#### [WHAT YOU SHOULD DO]
Gather every line of the material that contains the string "flat", and copy each one out in full. Matching is case-sensitive.

#### [GIVEN RECORDS]
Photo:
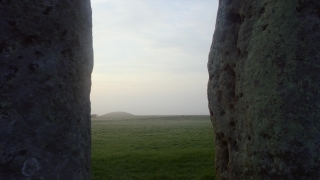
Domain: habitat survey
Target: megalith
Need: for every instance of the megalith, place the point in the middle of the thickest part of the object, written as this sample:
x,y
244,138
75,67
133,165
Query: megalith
x,y
45,79
264,89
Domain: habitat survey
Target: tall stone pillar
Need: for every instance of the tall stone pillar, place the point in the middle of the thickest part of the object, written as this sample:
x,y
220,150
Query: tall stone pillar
x,y
264,89
46,61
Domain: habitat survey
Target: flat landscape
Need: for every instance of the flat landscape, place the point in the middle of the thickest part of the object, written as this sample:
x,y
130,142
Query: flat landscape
x,y
152,148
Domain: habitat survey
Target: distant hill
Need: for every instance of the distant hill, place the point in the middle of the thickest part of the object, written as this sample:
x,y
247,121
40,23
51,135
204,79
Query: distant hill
x,y
117,114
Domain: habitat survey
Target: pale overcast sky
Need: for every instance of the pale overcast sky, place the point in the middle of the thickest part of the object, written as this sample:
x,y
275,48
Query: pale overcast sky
x,y
150,56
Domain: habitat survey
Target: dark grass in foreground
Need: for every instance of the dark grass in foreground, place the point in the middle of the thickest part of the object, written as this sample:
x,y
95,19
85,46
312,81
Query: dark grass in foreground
x,y
152,148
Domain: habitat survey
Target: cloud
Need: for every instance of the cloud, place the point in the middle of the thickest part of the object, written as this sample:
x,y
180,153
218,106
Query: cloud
x,y
151,54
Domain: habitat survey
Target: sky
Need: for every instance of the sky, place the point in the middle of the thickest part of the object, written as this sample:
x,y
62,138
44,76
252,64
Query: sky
x,y
150,56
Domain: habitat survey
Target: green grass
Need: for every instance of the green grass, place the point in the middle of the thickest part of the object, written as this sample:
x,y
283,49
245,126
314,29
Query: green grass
x,y
152,148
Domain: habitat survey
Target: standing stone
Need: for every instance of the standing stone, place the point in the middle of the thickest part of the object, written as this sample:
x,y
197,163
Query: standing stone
x,y
46,61
264,89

#### [OUTPUT FOR THIS EXERCISE]
Target: flat landscape
Need: for every instance of the flat landscape, place the point in the middle of the thickest part of the object, written as this sample:
Query: flat landscape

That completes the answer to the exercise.